**INSTRUCTIONS FOR THE TASK**
Locate every line in the records that contains the word "shop" and copy each one.

** begin SUPPLIED DATA **

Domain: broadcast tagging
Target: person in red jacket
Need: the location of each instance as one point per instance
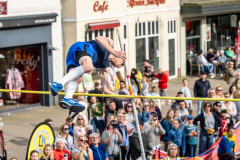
(162, 84)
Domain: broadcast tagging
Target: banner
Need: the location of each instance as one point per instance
(211, 153)
(2, 146)
(42, 134)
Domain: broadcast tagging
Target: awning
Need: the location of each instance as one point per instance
(28, 20)
(103, 25)
(209, 7)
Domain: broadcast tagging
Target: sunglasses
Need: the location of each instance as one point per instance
(207, 106)
(81, 140)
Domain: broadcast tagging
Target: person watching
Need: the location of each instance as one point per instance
(227, 146)
(112, 139)
(173, 152)
(123, 131)
(69, 123)
(144, 115)
(135, 149)
(34, 155)
(47, 152)
(66, 137)
(98, 149)
(82, 151)
(59, 153)
(153, 129)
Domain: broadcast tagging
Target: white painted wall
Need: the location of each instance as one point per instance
(34, 7)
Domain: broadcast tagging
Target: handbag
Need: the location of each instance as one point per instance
(210, 131)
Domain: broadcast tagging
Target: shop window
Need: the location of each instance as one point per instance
(91, 35)
(171, 26)
(192, 37)
(222, 30)
(19, 70)
(147, 43)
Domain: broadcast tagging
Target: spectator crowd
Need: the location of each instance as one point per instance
(106, 130)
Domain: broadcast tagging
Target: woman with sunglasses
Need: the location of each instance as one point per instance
(236, 95)
(230, 106)
(217, 108)
(172, 152)
(129, 117)
(154, 107)
(82, 151)
(97, 115)
(209, 123)
(232, 89)
(79, 128)
(47, 152)
(34, 155)
(112, 139)
(219, 92)
(68, 139)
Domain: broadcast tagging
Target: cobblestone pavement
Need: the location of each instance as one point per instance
(18, 125)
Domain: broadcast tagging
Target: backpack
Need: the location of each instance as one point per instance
(225, 76)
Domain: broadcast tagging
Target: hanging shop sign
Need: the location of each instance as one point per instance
(100, 6)
(133, 3)
(3, 8)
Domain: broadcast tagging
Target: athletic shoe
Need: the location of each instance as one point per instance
(72, 105)
(55, 88)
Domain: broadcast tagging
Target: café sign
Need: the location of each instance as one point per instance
(100, 6)
(3, 8)
(133, 3)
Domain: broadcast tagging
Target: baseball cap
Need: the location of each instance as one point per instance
(154, 112)
(224, 111)
(203, 73)
(190, 117)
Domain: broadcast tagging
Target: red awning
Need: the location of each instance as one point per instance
(103, 25)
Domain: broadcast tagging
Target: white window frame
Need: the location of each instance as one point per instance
(147, 36)
(173, 35)
(104, 34)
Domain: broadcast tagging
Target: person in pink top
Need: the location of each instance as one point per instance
(162, 84)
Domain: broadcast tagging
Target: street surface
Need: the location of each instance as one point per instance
(18, 125)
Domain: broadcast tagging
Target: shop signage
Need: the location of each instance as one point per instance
(133, 3)
(3, 8)
(100, 6)
(21, 21)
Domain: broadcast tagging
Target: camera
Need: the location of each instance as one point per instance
(89, 132)
(154, 117)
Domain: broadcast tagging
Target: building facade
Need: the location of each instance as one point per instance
(30, 49)
(148, 29)
(207, 24)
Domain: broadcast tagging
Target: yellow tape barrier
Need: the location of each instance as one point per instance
(121, 96)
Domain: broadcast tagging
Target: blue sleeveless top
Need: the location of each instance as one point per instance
(95, 51)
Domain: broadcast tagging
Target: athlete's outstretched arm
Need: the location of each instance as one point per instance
(106, 44)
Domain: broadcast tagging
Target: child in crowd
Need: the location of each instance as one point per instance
(145, 86)
(162, 84)
(69, 123)
(134, 87)
(191, 133)
(176, 135)
(176, 111)
(226, 122)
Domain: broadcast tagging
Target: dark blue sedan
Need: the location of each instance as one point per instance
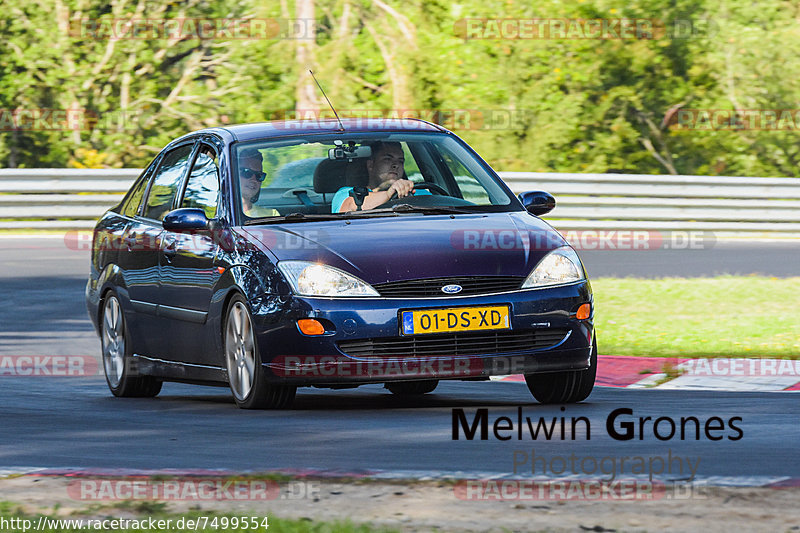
(273, 256)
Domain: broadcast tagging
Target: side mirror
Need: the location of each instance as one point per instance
(537, 202)
(186, 219)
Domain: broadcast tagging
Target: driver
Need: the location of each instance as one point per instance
(386, 177)
(251, 175)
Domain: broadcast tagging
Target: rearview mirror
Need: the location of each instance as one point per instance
(537, 202)
(186, 219)
(348, 151)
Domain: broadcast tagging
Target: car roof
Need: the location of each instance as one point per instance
(283, 128)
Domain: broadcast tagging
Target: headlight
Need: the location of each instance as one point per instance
(560, 266)
(314, 279)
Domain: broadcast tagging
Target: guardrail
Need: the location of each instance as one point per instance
(75, 198)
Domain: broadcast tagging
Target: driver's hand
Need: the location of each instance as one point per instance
(402, 187)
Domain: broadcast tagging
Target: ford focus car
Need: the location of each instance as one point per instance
(267, 257)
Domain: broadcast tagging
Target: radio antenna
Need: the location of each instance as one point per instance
(341, 126)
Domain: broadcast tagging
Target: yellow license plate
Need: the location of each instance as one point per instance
(455, 319)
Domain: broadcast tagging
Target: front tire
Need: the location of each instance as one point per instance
(245, 372)
(117, 360)
(564, 387)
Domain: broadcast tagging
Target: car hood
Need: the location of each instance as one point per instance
(380, 250)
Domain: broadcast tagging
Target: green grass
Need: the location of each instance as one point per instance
(698, 317)
(10, 510)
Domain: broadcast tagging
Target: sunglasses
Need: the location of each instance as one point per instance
(249, 173)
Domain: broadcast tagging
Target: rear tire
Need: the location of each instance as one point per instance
(118, 361)
(564, 387)
(412, 388)
(246, 375)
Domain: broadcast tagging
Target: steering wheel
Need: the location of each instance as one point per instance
(425, 185)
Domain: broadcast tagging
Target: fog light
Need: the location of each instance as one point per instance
(311, 326)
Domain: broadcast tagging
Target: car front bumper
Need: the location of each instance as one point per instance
(558, 340)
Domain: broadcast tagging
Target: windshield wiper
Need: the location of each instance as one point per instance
(314, 217)
(431, 210)
(292, 217)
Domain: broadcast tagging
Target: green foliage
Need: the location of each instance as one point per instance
(556, 104)
(726, 316)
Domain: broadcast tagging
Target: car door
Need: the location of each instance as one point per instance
(142, 243)
(188, 274)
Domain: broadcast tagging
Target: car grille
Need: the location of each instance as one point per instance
(432, 287)
(454, 344)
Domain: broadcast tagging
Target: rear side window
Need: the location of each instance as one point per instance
(202, 189)
(166, 182)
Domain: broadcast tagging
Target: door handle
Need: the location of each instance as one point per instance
(170, 250)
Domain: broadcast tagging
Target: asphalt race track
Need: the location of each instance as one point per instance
(75, 422)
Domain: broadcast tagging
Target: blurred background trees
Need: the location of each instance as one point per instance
(571, 105)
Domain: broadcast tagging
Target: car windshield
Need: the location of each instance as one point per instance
(300, 178)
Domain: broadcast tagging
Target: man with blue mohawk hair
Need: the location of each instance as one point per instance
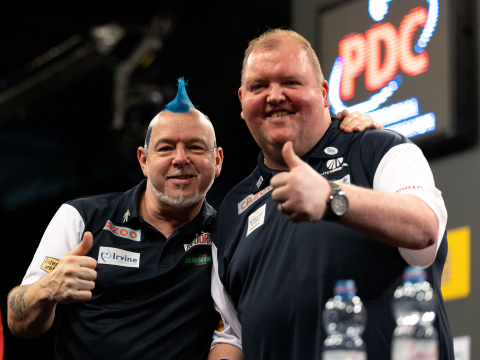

** end SUPPLIED DATA **

**RESPONSE**
Target: shop window
Target: hanging shop sign
Target: shop signage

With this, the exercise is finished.